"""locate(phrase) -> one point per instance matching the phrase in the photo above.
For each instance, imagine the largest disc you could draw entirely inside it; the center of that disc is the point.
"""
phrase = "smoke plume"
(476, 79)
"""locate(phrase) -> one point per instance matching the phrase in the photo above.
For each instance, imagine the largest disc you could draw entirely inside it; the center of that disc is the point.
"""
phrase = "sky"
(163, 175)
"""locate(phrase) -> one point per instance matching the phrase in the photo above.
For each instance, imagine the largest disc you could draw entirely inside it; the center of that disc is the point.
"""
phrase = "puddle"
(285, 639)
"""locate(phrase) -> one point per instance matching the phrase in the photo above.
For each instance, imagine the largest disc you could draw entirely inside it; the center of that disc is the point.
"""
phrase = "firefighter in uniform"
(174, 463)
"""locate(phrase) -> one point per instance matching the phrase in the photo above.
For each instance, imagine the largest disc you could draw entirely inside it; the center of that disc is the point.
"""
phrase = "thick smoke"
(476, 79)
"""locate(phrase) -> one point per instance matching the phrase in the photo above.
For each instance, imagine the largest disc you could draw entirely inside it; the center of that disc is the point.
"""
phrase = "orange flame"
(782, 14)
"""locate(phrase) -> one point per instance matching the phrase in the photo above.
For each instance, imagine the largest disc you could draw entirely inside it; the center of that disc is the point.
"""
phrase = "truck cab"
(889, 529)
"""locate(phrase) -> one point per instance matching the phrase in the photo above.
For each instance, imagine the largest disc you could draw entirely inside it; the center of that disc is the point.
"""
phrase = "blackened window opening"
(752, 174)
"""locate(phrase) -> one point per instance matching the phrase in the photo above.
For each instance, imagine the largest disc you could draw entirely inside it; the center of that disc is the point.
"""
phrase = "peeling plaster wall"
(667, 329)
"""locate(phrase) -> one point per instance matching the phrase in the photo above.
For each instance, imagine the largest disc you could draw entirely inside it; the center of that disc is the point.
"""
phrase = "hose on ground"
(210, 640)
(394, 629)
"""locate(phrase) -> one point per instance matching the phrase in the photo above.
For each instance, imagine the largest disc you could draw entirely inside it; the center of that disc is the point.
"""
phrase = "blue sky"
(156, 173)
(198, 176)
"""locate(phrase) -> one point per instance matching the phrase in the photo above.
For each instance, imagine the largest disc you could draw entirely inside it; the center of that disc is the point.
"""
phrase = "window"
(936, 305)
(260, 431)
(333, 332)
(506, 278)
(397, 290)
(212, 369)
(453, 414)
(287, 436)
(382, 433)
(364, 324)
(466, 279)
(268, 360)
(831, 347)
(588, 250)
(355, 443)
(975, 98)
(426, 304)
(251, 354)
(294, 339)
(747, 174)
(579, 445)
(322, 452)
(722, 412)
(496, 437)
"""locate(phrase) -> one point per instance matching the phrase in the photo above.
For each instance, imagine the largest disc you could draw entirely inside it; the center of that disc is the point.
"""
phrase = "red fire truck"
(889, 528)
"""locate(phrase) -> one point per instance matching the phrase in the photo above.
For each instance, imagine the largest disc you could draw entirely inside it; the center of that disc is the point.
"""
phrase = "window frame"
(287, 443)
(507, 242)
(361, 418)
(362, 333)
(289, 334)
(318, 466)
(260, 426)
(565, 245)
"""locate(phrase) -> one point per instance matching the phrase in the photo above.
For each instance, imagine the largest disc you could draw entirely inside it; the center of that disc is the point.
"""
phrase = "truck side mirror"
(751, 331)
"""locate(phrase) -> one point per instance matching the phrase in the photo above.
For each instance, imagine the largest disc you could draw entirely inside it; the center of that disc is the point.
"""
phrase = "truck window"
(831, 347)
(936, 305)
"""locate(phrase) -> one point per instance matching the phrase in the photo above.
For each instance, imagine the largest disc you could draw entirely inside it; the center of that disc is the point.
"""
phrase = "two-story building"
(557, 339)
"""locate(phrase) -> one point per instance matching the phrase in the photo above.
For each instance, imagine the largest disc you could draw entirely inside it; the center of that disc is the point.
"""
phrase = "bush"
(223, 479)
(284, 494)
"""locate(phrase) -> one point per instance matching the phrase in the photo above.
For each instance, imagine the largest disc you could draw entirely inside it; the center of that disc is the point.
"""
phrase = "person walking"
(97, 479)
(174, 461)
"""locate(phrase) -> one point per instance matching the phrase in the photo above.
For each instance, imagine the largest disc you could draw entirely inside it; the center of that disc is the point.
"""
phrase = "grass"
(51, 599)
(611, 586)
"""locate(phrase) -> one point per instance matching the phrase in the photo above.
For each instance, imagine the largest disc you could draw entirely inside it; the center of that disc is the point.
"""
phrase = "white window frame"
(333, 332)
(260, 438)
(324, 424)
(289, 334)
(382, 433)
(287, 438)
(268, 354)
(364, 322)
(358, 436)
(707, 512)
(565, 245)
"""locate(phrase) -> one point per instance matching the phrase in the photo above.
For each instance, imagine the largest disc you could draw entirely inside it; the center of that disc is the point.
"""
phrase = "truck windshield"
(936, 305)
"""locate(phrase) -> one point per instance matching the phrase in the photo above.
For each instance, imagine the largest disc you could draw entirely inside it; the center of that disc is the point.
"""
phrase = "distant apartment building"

★ ★ ★ ★ ★

### What you need to do
The data must be printed verbatim, line by line.

### Output below
"""locate(phrase) -> one point per instance matching the phrase in the photo above.
For each instance, imagine the largest disc you could draw entirely inside it; the center of that disc is the point.
"""
phrase = "smoke plume"
(476, 79)
"""locate(phrase) -> one point per instance matching the phrase in the photo above.
For each instance, imagine the largest disc you could draw entirely inside it; the center of that disc is the point.
"""
phrase = "sky"
(163, 175)
"""locate(phrase) -> one point per instance matching the phrase in the photo above.
For each instance, imagine the largest disc you could draw entirely inside it; the center of that disc is the point.
"""
phrase = "puddle"
(285, 639)
"""locate(phrase) -> one point per instance matching the phrase in the photo above.
For each instance, imagine the largest disc you could draw entirely inside it; the center of that disc is the point.
"""
phrase = "firefighter in uniform"
(174, 463)
"""locate(phrase) -> one point per instance matching the phrase in the photo above.
For each instance, imagine the largest disc you could draw entirely inside it; the center of that disc is the point.
"""
phrase = "thick smoke"
(476, 79)
"""locate(phrase) -> one point per instance matching the phrase in the photo above.
For each instance, imagine the largest disc you could draw entirely inside it; the center of that disc is the point.
"""
phrase = "orange flame"
(782, 14)
"""locate(phrase) -> one point per instance matching the phrase in the photo above.
For each instance, imagine the largest disc you could draw entirely inside it; the center of that disc is the point.
"""
phrase = "truck cab"
(889, 529)
"""locate(phrase) -> one point per instance matching the phrase in the photo above.
For each instance, imagine the largest disc you could draw entirely inside it; the center of that disc is the point.
"""
phrase = "blackened window opening"
(752, 174)
"""locate(phrase) -> one point per instance matching the phrase in the photo above.
For each instance, imagine the largest disc you could draw entirely inside it; the center of that disc is the point.
"""
phrase = "peeling plaster wall"
(667, 329)
"""locate(phrase) -> one point per instance matching the phrase in the photo above.
For each instance, imagine the largest disc you could draw entirely inside it; the center of that disc is the point.
"""
phrase = "hose on ground"
(210, 640)
(394, 629)
"""locate(phrase) -> one point per instance matching the phrase in the photo above.
For each instance, imagine the largest disc you could draw entirely inside it; the center of that disc is the point.
"""
phrase = "blue sky"
(156, 173)
(198, 176)
"""locate(phrase) -> one point per instance matching the phrase in the photo above.
For each instance, imagine the largest disc you could draw entirely inside it; the center of that disc is the point.
"""
phrase = "window"
(936, 305)
(260, 431)
(333, 332)
(506, 278)
(397, 290)
(212, 369)
(453, 414)
(287, 436)
(382, 433)
(364, 324)
(466, 279)
(268, 360)
(831, 347)
(588, 250)
(355, 443)
(975, 98)
(426, 304)
(251, 354)
(294, 339)
(747, 174)
(579, 445)
(322, 452)
(722, 412)
(496, 437)
"""locate(phrase) -> one point per instance matching the phrase in the photo above.
For each instance, imagine the largest disc you could draw entirely inside it; the center of that disc is the point.
"""
phrase = "red fire truck"
(889, 528)
"""locate(phrase) -> one point per instance matching the phrase in the photo above.
For each instance, imagine the largest disc you could draw entirely inside it; the center of that disc is the point.
"""
phrase = "window frame"
(287, 443)
(507, 242)
(361, 418)
(362, 333)
(289, 334)
(318, 466)
(260, 426)
(565, 245)
"""locate(phrase) -> one point per instance matching the phrase in the photo above.
For each instance, imagine the largest disc you could draw entirely inside it; the center of that disc is the point.
"""
phrase = "truck side mirror"
(751, 331)
"""locate(phrase) -> one point per instance matching the phrase in the photo above.
For each instance, imagine the largest disc you could draw entirely inside it; the center of that disc is the point.
"""
phrase = "truck window"
(831, 347)
(936, 305)
"""locate(phrase) -> one point per instance matching the phrase in the photo above.
For each instance, imagine the largest disc you could draw entirely inside it; the center of that disc is the point.
"""
phrase = "two-story building"
(557, 339)
"""locate(phrase) -> one point per instance matching the phrase in the photo above.
For each instance, imagine the largest disc you could draw entirely inside it; the center of that disc is the point.
"""
phrase = "bush"
(223, 479)
(284, 494)
"""locate(phrase) -> one point per instance matching the phrase in the photo above.
For each instance, imagine the largest disc you could draw entirely inside it; the center of that disc is the point.
"""
phrase = "person walking"
(97, 479)
(174, 461)
"""locate(phrase) -> one point per instance matching the phrase in the photo above.
For each instance, imagine the largest disc you could draw entirely inside it; the center of that disc is the point.
"""
phrase = "grass"
(51, 599)
(611, 586)
"""locate(phrase) -> one point per instance matching the phrase in the photo above.
For each instance, imagine the largest disc you could draw entirely inside it; the center of that disc is the point.
"""
phrase = "white window frame"
(333, 332)
(260, 438)
(324, 424)
(289, 334)
(382, 433)
(287, 438)
(268, 354)
(364, 322)
(358, 436)
(707, 512)
(565, 245)
"""locate(phrase) -> one point per instance matching the phrase in the photo above.
For each instance, imagine the largest disc you could draw entirely inside it; the center of that disc is the point.
"""
phrase = "truck windshield"
(936, 305)
"""locate(phrase) -> one point per instance matching the phrase in the photo above.
For each instance, imagine the largest disc you could draw entirely inside it; the center of that disc is the point.
"""
phrase = "distant apartment building"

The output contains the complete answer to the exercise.